_REQUIRED WORK_
Reproduce every one of the entries below word for word, without any alteration.

----- TASK MATERIAL -----

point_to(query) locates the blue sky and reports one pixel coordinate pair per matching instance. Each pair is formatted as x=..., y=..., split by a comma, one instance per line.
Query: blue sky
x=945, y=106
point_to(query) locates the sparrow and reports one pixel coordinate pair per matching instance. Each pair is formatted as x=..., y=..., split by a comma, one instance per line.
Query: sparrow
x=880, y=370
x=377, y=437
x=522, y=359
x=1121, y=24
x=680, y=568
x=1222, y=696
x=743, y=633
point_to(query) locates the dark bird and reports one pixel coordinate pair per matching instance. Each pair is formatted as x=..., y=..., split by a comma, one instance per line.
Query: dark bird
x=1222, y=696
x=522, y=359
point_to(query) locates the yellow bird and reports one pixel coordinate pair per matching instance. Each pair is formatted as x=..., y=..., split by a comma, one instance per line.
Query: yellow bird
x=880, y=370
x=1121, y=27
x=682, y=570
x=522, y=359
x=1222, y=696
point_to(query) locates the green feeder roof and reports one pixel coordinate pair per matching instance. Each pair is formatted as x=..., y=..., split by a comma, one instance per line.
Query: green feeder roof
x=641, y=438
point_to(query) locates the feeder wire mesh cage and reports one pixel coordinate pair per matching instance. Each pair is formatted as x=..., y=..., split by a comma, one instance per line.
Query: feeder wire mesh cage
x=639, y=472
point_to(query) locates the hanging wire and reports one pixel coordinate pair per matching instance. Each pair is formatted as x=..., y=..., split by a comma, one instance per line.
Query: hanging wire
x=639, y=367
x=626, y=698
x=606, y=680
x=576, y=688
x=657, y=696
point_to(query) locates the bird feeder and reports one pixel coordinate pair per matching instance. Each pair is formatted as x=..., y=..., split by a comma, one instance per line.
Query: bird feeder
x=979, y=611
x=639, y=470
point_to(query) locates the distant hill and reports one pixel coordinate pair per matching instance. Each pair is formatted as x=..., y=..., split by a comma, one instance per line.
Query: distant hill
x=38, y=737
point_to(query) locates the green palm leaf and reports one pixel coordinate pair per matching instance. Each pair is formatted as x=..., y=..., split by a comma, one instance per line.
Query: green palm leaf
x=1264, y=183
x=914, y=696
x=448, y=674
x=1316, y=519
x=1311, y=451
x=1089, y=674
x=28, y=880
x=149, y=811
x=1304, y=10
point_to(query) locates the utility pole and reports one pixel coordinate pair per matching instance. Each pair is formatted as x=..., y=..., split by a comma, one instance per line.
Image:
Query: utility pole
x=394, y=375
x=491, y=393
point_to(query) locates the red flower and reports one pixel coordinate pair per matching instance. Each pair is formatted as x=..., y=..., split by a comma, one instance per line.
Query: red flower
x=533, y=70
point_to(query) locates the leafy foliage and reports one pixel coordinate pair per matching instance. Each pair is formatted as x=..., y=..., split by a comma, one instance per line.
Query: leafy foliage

-----

_ANSWER TO THIS TASK_
point_to(query) locates the blue sky and reports one pixel coordinate pair per matching instance. Each pair is formatted as x=..., y=..., split by a comma, one instance per line.
Query: blue sky
x=945, y=106
point_to(query) locates the sparrow and reports one pixel coordinate pair per matching instance. Each pair is formatted as x=..., y=..., split by a comma, one instance per line.
Query: sparrow
x=880, y=370
x=377, y=437
x=522, y=359
x=1121, y=24
x=680, y=568
x=1222, y=696
x=743, y=633
point_to(query) locates the dark bird and reports one pixel coordinate pair per matching instance. Each pair is formatted as x=..., y=..., split by a comma, one instance per line.
Query: dark bird
x=1222, y=696
x=522, y=359
point_to(query) locates the yellow bird and reports one pixel coordinate pair per matching instance. Each pair is formatted as x=..., y=..., split by a comma, one instance per line.
Query: yellow bird
x=880, y=370
x=1121, y=27
x=682, y=570
x=522, y=359
x=1222, y=696
point_to(query) locates the green feeder roof and reports one pixel coordinate pair per matching instance. Each pair is formatted as x=..., y=..., split by a comma, one instance per line.
Query: green feeder roof
x=641, y=438
point_to(query) locates the feeder wire mesh cage and reports one pixel coordinate pair per matching instance. Each pair is formatted as x=..., y=..., split by a comma, one instance per line.
Query: feeder wire mesh cage
x=639, y=472
point_to(query) locates the hanging wire and reports one pixel coordinate pair per matching instance. Each pair is formatted as x=..., y=..., split by a comma, one instance per line.
Query: hanging wire
x=639, y=367
x=626, y=698
x=606, y=680
x=576, y=688
x=657, y=696
point_to(query) locates the bird feeder and reports one pixel coordinate pair per matching instance. Each pair is formatted as x=..., y=..., split by a comma, one instance per line.
Query: bird feeder
x=979, y=611
x=639, y=470
point_to(query) locates the distant hill and reports one pixel coordinate pair per matching instance. Each pair is formatted as x=..., y=..., split by a comma, one instance per line.
Query: distant hill
x=38, y=737
point_to(query) locates the green palm leaf and reports one pixel coordinate pair per matching instance. Each pair is formatted as x=..., y=..., split by a comma, one instance per line.
Query: green palm leaf
x=1264, y=183
x=914, y=696
x=448, y=674
x=1316, y=519
x=1311, y=451
x=1089, y=674
x=28, y=880
x=149, y=811
x=1304, y=10
point_to(query) locates the utility pole and reports one pixel coordinate pair per matching instance. Each pair is formatted as x=..., y=..., split by a comma, one instance per line.
Image:
Query: utility pole
x=394, y=375
x=491, y=393
point_to(query) locates the red flower and reports one pixel coordinate pair per matching instance. Each pair is formatted as x=..., y=..., split by a comma, one instance per line.
Query: red flower
x=533, y=70
point_to(query) locates the leafy foliage and reports one pixel coordinate pair per matching instance. Each pair is formatted as x=..., y=..., split by a comma, one instance per line.
Query: leafy foliage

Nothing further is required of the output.